- Aufgabenstellung
Führen Sie alles auf, was laut dem nachfolgenden Text über die evangelische Kirche in Leitersweiler den Glockenturm gliedert.

- Vorliegender Text
────────────────────────────────────────

Als Filiale der Pfarrei Niederkirchen wird Leitersweiler 1538 mit der Einführung der Reformation in Niederkirchen evangelisch und hat eindeutig die längste evangelische Tradition in der evangelischen Kirchengemeinde St. Wendel. Seit 1717 besitzt Leitersweiler eine eigene Kirche. Die 1850-51 durch den heutigen Bau, einen einfachen rechteckigen, flachgedeckten Saalbau ersetzt wurde. Die Kirchweihe erfolgte am 25. Juni 1851 und wurde 150 Jahre später, 2001, mit einem großen Fest erneut gefeiert. Seit dem 14. November 1839 gehört Leitersweiler zur neugegründeten evangelischen Kirchengemeinde St. Wendel.
Inwieweit der kleine klassizistische Saalbau mit geradem, fensterlosen Chorabschluss, den ehemals vier Fensterachsen, einem Krüppelwalmdach und Eckpilastern (Wandpfeiler im Mauerverbund) aus Sandstein Bezug nimmt auf die Vorgängerkirche, kann nicht festgestellt werden. Erst 1911 wurde der schlanke Glockenturm an der Südwestecke der ehemaligen Eingangsfassade angebaut, der mit seiner Bruchstein-Eckquaderung an seiner Südwestecke auf die Pilaster am Kirchenbau reagiert. Schmale Schlitzfenster in den unteren Geschossen, die dem inneren Treppenaufgang folgen, je zwei Zeigerblätter an Südwest- und Nordostecke und rundbogige Schallöffnungen sowie ein Zwillingsfenster im Westen gliedern den mit Satteldach bedeckten Turm.
In den 1950er und 1960er Jahren wurden durch den Saarbrücker Architekten Prof. Rudolf Krüger Renovierungs- und Umbauarbeiten durchgeführt. 1950 ersetzte Rudolf Krüger die westlichen Rundbogenfenster durch jeweils ein Okulifenster und ein zweiteiliges Rechteckfenster darunter an der Südseite sowie einen neuen überdachten Eingang an der Nordseite. Das ursprüngliche Westportal war durch den angefügten Turm in Bedrängnis geraten. Hier wurde später eine kleine Sakristei angebaut.

────────────────────────────────────────

- Bereitgestelltes Material
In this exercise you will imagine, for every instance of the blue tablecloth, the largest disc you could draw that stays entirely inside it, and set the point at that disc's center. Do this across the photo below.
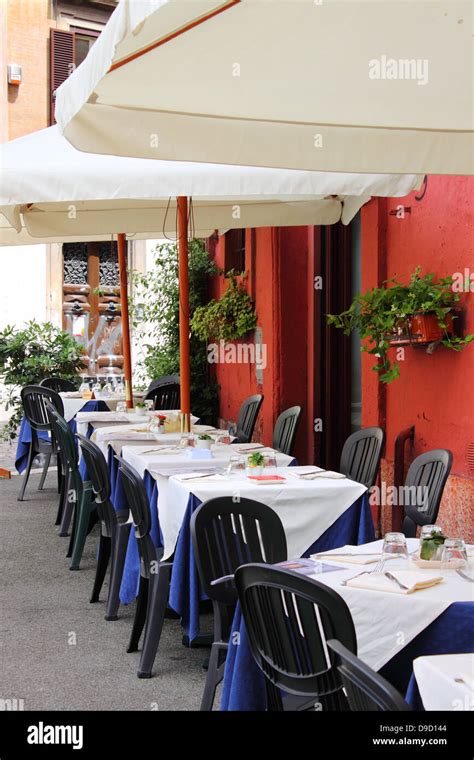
(24, 436)
(244, 686)
(185, 592)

────────────────────────────────────────

- Musterlösung
- schmale Schlitzfenster in den unteren Geschossen, die dem inneren Treppenaufgang folgen
- je zwei Zeigerblätter an Südwest- und Nordostecke
- rundbogige Schallöffnungen
- ein Zwillingsfenster im Westen